=== Exercise requirements ===
Please find every line in the material below that contains the string "instance", and copy each of those lines in full.
Content starts
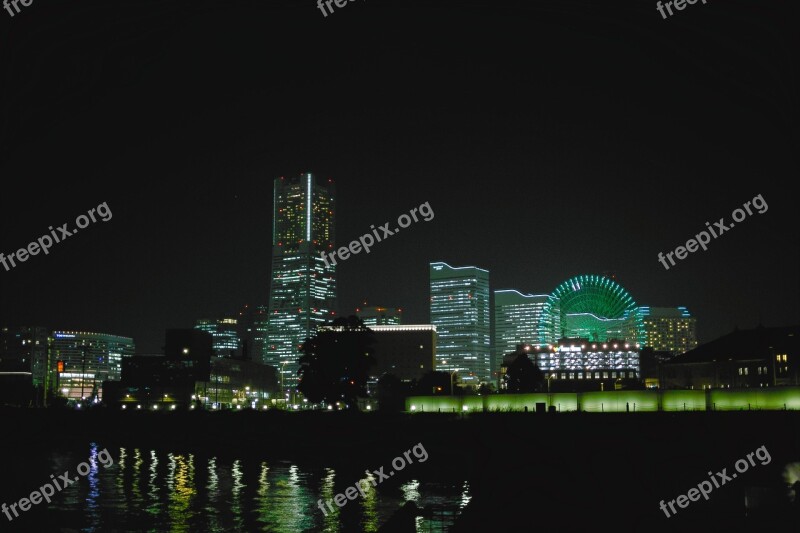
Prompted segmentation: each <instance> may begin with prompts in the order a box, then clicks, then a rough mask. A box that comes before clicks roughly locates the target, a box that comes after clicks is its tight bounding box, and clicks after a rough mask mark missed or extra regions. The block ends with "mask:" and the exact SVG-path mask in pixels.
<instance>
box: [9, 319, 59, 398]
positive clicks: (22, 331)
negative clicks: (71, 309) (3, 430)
mask: <svg viewBox="0 0 800 533" xmlns="http://www.w3.org/2000/svg"><path fill="white" fill-rule="evenodd" d="M49 346H50V338H49V334H48V331H47V329H46V328H44V327H25V326H22V327H3V328H0V383H1V384H2V385H0V386H2V389H3V390H2V391H0V398H2V399H3V401H4V403H9V404H14V405H23V406H27V405H31V404H33V405H45V404H46V400H47V397H46V396H47V391H48V385H49V381H50V378H52V377H53V376H54V374H52V373H51V372H49V368H50V367H49V365H48V356H49Z"/></svg>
Content ends
=== Solution for this exercise ===
Prompted segmentation: each <instance> may begin with prompts in the order a box, then clicks, then a rough mask. A box that comes before clicks roughly locates the target, a box that comes after clicks is its tight bounding box, and clicks after a rough mask mark missed or extra regions. The block ends with "mask:" and the exact SVG-path mask in pixels.
<instance>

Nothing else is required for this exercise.